## What you have to do
Copy each line of the records below that contains the string "with", matching case exactly.

________________

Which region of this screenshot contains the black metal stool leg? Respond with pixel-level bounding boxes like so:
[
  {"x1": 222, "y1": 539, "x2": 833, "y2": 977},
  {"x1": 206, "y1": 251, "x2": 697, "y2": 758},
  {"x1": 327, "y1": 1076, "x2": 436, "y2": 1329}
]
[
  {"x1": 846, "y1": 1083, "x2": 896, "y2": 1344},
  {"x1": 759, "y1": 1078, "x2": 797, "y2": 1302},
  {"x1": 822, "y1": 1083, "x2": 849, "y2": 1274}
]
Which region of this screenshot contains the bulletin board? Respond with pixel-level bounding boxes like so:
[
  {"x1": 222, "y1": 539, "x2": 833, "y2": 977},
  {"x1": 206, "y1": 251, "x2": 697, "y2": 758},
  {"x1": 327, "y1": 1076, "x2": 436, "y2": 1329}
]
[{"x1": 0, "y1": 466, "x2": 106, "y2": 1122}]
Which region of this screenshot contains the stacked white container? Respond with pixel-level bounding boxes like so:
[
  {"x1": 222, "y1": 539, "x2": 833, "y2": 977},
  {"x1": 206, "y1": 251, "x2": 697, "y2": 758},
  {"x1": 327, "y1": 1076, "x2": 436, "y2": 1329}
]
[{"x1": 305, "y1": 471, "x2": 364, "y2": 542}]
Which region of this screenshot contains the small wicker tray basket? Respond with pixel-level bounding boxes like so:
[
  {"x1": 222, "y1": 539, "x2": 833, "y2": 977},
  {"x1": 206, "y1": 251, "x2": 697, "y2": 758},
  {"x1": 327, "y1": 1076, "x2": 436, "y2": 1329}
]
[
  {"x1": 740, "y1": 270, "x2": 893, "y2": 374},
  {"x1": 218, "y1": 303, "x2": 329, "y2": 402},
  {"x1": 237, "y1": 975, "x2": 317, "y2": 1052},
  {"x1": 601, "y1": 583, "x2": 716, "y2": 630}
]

________________

## Solution for this task
Which region of this screenshot contains the black metal stool leg? Respond with pixel-level bounding boxes like so:
Which region of this screenshot contains the bulletin board? Respond with pixel-level bounding boxes like so:
Which region of this screenshot contains the stacked white container? Respond with pixel-level bounding boxes like so:
Which region of this screenshot contains the small wicker tray basket? Respond with pixel-level bounding boxes like so:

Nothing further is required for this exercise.